ESSAS ELEIÇÕES E A ESPIRITUALIDADE



Por Marcelo Barros

Estamos na semana de eleições presidenciais, eleições para o Congresso e também para o governo dos Estados e assembleias estaduais. Não são poucos os candidatos que recorrem a Igrejas para se elegerem e há grupos que pensam que cristão deve votar em cristão. Conforme o evangelho e a ética da fé, não deve ser esse o pensamento. Como diz Jesus no evangelho: “Não é quem diz Senhor, Senhor, que entra no reino dos céus, mas quem faz a vontade do Pai” (Mt 7, 21).

O critério para eleger alguém não pode ser se a pessoa é de tal Igreja ou religião e sim se, de fato, se propõe a servir às boas causas de todo o povo. Como vivemos em um país desigual e dividido, é importante que escolhamos pessoas que ajudem a tornar o Brasil mais justo, menos desigual e as classes empobrecidas possam ter sua cidadania reconhecida.

As eleições nada têm a ver com Igrejas, mas têm sim a ver com Espiritualidade. Não se pode dividir a vida em material e espiritual, nem reduzir a fé a algo íntimo e apenas religioso.  Se a Política e a Espiritualidade não se encontrarem, a Política vira politicagem e a espiritualidade se torna somente devoção privada e intimista. Temos de redescobrir e valorizar a dimensão política da espiritualidade, assim como redescobrir a base espiritual da Política. A nossa busca espiritual do Amor Divino tem de se manifestar no modo como exercemos nosso compromisso de cidadãos e cidadãs de uma pátria e de uma cidade.

Não é verdade que a Política é assunto que não se discute. Menos ainda é justo afirmar que nenhum político presta. É ingenuidade dizer: “Não gosto de Política”. Todos nós fazemos política quando convivemos em sociedade e exercemos alguma função social. De fato, muitos entram na Política profissional para se beneficiarem individualmente. Esses servem a interesses seus ou do grupo que os pagam e não às causas do povo. No entanto, existe, sim, uma minoria que pede os nossos votos para representar o povo e garantir o direito de todos.

No próximo dia 14, o papa Francisco vai canonizar Monsenhor Oscar Romero, arcebispo de El Salvador. Assim, o papa reconhece publicamente que Romero deu a vida para defender os pobres e lutou até o fim pelo que ele chamava de “dignidade da Política”, como serviço ao bem comum.

§ O QUE SE PEDE
Escreva a continuação do texto sobre eleições e espiritualidade, começando depois da última frase dele.

§ Dados de associação entre texto e região
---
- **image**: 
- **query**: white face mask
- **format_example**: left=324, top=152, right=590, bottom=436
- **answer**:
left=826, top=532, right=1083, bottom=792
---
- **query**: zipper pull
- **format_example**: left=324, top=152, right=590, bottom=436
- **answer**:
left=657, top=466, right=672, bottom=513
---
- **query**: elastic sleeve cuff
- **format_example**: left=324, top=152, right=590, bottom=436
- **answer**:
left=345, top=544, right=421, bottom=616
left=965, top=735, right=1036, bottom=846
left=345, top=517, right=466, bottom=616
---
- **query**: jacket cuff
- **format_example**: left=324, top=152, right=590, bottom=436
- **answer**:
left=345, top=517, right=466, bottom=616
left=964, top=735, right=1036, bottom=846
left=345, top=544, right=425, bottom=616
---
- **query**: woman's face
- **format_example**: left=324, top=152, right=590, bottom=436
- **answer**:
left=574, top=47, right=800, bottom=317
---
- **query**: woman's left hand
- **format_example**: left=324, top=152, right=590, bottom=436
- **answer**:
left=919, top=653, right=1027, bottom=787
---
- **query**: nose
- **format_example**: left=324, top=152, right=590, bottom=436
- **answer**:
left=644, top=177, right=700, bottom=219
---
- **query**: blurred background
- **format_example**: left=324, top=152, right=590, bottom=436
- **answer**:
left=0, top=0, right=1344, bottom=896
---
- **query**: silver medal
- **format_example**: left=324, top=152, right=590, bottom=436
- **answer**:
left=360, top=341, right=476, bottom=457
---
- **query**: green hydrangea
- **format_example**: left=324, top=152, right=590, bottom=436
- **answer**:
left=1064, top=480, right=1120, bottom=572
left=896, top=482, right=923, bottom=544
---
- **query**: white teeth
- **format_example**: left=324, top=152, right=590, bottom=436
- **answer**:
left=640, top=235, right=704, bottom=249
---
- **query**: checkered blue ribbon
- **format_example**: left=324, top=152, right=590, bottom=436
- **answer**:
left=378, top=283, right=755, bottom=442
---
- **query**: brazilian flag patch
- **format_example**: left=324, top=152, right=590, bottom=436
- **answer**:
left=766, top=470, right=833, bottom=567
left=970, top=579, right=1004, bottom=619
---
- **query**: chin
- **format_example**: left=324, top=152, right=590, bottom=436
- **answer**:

§ RESULTADO DA TAREFA
No Brasil, essas eleições estão muito polarizadas. Para votar com coerência espiritual, é preciso ser dócil ao Espírito de Deus em nós e não seguir critérios de interesse pessoal, de família ou votar apenas por relação de amizade. O nosso voto pode ajudar a construir uma sociedade mais justa. No entanto, ao contrário, pode também perpetuar os velhos vícios do sistema vigente. Não estamos em uma sociedade ideal e todos os partidos têm falhas. No entanto, é importante discernir entre as diversas escolhas possíveis, a escolha que nos parece ser a mais justa e adequada para o bem comum e as causas dos mais pobres. Quem tem fé em Deus ou simplesmente na Vida não deveria dar o seu voto a quem prega discriminações sociais, faz diferenças de direitos entre homens e mulheres e revela claramente intolerância contra minorias sexuais.

  Os Evangelhos contam que, ao entrar em Jerusalém, Jesus foi ao templo e ali, com um chicote em punho, expulsou os cambistas e vendedores de animais para os sacrifícios. Esse gesto anunciava que, a partir de Jesus, a nossa relação com Deus não precisa de templos nem de sacrifícios. No entanto, essa cena de Jesus expulsando do templo os comerciantes pode também servir como símbolo para a Política. A atividade política deve ser vista como novo templo divino, como espaço formador da dignidade coletiva de um povo. Por isso, é preciso sempre de novo expulsar dela os vendedores que a diminuem e a envergonham. Hoje, o chicote com o qual podem ser expulsos da política os que a reduzem a um negócio de interesse e mercado só pode ser o voto consciente e ético de cada cidadão/ã.  O evangelho diz que devemos julgar as pessoas e partidos conforme a prática e pelos seus resultados. “Pelos frutos bons, vocês podem discernir que a árvore é boa, assim como pelos maus frutos, verão que uma árvore é má. Pelos frutos, vocês podem discernir se a árvore é boa ou má” (Mt 7, 18).